* [Work instructions]: Turn everything from the line containing "Prove it. The track" down to the end of the items into a numbered list, leaving out blank lines.

# # #

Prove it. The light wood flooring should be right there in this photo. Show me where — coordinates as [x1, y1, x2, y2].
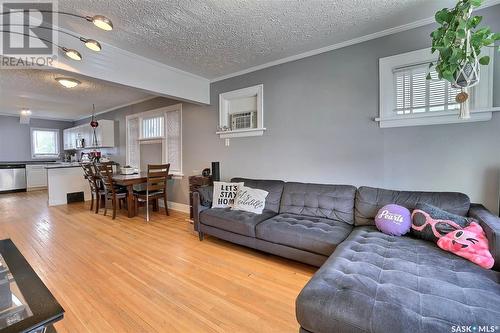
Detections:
[0, 191, 316, 333]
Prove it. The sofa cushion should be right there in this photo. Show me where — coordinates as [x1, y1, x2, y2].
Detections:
[280, 183, 356, 224]
[231, 178, 285, 213]
[296, 227, 500, 333]
[200, 208, 276, 237]
[256, 214, 352, 256]
[354, 186, 470, 226]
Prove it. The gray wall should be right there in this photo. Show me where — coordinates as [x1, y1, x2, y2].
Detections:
[180, 6, 500, 211]
[0, 116, 73, 162]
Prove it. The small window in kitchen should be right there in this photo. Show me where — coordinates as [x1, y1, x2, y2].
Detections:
[142, 116, 165, 139]
[31, 128, 59, 158]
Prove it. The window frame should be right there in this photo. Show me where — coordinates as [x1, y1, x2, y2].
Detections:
[125, 103, 184, 177]
[30, 127, 61, 159]
[375, 48, 498, 128]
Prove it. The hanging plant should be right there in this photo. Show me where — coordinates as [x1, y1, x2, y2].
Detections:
[427, 0, 500, 84]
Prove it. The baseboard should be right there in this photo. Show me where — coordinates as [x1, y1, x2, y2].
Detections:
[26, 186, 47, 192]
[159, 200, 189, 214]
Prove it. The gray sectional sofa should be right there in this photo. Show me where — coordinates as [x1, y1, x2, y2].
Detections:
[193, 178, 500, 333]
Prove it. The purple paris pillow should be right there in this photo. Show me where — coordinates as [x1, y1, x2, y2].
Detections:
[375, 204, 411, 236]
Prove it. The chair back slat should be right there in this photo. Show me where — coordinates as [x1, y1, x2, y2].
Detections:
[80, 163, 99, 192]
[146, 163, 170, 193]
[96, 163, 115, 194]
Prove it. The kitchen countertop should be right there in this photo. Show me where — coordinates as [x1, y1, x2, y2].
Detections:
[0, 160, 62, 165]
[45, 162, 81, 169]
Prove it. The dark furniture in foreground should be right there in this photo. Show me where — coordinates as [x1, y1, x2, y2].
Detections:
[81, 163, 105, 214]
[96, 163, 127, 220]
[0, 239, 64, 333]
[113, 171, 172, 217]
[134, 164, 170, 222]
[188, 176, 213, 219]
[193, 178, 500, 333]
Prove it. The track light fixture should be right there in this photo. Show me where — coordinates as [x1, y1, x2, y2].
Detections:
[85, 15, 113, 31]
[0, 10, 113, 61]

# # #

* [The result]:
1. Prove it. The track light fixture should be right there in this photo. Show me where — coordinates as [x1, y1, x2, y2].
2. Detections:
3. [85, 15, 113, 31]
4. [0, 10, 113, 61]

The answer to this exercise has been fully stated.